List each line of the material that contains the word "their", treating uppercase and lowercase as different.

>>

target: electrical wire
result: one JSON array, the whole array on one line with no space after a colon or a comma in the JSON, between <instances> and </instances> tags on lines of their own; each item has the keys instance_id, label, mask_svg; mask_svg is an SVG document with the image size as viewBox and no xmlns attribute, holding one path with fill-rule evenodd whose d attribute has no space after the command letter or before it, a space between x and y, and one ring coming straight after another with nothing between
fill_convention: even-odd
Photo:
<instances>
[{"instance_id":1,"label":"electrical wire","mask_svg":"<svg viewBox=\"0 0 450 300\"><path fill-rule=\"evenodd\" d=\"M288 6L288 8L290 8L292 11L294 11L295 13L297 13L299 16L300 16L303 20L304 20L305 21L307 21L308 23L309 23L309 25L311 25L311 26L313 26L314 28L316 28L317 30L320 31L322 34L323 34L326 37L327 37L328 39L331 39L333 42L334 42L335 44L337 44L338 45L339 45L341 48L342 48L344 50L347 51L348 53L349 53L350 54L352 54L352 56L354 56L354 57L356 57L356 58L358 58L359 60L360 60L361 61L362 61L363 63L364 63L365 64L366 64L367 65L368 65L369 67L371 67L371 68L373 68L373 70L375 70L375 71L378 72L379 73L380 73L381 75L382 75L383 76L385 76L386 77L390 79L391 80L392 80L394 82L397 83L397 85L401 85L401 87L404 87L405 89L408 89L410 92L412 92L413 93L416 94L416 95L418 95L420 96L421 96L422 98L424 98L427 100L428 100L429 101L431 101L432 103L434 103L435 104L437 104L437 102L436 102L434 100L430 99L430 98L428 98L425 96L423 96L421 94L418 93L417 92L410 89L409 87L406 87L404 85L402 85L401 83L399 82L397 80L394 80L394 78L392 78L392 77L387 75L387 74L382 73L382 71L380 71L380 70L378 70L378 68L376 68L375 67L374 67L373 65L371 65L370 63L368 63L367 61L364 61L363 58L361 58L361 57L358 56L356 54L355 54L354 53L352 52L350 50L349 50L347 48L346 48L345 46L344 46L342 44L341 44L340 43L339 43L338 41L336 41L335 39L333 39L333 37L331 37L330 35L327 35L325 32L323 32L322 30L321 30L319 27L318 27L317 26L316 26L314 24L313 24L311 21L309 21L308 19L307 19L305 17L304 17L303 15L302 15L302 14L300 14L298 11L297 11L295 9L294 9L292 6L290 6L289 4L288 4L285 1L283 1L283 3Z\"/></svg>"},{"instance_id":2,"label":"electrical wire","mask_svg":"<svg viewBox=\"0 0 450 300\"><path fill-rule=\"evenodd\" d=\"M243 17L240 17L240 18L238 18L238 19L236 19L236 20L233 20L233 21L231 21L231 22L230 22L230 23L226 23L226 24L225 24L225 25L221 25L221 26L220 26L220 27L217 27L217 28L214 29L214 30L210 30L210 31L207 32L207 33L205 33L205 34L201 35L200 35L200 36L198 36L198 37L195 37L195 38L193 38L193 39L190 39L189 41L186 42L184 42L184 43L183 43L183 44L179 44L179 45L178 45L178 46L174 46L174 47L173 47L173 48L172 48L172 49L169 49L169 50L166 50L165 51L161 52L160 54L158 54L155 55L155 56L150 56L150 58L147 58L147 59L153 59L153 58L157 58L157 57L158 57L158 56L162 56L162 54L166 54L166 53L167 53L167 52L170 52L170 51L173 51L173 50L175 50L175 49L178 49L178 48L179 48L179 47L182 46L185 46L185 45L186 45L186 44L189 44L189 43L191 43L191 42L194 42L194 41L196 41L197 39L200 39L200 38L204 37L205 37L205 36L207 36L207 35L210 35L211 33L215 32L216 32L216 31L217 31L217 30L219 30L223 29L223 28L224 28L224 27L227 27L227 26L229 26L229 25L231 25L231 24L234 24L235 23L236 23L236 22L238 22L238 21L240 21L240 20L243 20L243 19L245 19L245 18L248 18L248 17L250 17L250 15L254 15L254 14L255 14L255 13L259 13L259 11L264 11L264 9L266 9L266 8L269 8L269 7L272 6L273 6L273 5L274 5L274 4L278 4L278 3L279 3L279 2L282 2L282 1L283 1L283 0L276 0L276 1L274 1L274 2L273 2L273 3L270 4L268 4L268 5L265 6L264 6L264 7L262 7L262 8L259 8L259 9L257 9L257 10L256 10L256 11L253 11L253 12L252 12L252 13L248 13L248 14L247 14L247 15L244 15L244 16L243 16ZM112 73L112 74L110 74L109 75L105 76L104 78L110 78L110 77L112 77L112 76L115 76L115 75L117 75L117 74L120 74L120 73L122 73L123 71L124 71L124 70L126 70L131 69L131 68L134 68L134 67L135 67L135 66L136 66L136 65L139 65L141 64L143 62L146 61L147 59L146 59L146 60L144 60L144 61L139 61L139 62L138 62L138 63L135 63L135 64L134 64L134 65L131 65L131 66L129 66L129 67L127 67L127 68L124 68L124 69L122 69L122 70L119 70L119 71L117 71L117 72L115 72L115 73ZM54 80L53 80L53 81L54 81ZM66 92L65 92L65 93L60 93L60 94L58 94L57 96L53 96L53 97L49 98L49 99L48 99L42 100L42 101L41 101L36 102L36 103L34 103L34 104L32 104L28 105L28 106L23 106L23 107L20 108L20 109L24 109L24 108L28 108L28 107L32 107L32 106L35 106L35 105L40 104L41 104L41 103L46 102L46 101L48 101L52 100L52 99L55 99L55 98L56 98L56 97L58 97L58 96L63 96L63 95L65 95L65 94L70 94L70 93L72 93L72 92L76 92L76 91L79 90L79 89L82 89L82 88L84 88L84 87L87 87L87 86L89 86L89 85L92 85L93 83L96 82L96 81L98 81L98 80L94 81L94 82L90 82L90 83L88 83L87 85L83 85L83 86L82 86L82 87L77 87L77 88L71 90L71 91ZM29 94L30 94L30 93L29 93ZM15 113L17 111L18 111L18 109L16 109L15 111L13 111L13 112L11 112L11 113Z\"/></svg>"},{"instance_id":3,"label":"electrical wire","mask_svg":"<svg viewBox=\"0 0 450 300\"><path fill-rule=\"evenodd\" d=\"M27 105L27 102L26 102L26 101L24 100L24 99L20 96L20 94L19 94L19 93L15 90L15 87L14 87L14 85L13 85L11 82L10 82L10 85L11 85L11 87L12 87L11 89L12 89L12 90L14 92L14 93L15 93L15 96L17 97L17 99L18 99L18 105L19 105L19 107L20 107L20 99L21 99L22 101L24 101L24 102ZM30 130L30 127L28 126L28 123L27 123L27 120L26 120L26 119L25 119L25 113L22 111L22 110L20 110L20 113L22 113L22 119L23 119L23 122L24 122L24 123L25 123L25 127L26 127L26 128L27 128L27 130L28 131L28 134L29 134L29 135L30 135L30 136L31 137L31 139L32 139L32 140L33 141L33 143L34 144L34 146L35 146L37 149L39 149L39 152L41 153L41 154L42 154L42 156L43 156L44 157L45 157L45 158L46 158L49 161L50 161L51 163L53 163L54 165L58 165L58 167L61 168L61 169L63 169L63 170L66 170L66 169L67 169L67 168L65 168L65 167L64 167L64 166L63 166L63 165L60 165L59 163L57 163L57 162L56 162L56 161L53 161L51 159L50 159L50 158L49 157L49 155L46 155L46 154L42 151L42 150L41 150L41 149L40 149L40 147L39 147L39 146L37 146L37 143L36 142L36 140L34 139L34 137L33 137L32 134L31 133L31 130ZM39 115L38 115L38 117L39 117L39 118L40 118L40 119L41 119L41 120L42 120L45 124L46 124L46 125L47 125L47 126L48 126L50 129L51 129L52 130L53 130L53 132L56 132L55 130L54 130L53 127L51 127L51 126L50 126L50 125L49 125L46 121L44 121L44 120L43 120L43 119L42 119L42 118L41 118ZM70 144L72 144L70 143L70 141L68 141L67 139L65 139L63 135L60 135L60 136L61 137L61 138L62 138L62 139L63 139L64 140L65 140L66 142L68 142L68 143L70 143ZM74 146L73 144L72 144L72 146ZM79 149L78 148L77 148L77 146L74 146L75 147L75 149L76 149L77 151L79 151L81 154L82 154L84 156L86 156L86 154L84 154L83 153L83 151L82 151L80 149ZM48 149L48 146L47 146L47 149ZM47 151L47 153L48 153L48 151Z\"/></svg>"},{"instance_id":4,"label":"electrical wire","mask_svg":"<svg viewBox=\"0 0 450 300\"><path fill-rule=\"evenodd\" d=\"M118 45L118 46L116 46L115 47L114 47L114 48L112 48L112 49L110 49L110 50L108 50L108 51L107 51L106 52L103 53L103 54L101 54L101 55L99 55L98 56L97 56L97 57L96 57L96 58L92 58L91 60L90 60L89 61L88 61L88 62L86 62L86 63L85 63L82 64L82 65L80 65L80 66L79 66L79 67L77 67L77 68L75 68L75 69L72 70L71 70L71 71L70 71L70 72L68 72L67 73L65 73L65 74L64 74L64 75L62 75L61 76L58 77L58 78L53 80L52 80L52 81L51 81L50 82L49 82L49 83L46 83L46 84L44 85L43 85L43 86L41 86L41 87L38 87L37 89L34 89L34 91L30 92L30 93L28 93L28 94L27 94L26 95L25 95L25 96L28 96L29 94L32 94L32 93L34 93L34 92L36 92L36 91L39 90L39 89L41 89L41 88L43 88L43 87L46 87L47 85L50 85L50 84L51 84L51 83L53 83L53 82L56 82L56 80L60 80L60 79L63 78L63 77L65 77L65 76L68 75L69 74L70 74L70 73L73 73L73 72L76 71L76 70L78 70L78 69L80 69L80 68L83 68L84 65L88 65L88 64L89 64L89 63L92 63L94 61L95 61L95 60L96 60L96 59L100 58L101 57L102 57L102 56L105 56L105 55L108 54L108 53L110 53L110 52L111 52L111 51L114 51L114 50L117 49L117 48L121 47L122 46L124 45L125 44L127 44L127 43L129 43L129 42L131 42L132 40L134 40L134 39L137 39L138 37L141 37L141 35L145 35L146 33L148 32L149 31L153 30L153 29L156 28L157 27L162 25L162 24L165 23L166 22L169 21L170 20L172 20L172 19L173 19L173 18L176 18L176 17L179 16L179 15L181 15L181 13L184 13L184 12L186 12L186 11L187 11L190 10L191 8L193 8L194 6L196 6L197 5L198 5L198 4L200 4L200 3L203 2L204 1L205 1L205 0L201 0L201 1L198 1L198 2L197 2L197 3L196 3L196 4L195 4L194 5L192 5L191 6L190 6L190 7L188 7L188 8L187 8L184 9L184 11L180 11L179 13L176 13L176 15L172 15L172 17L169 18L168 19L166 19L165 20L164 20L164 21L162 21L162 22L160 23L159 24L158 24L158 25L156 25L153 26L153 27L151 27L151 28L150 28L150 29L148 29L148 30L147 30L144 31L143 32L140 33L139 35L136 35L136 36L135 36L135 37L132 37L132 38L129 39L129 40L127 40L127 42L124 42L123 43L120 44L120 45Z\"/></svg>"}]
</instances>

<<

### Result below
result: one JSON array, the whole array on one line with no space after a colon or a comma in the JSON, between <instances> and </instances> tags on lines of their own; each item has the keys instance_id, label, mask_svg; mask_svg is an SVG document with the image size as viewBox and no xmlns attribute, holding one path with fill-rule evenodd whose d attribute has no space after the command letter or before it, a space between x and y, and one ring coming straight after another with nothing between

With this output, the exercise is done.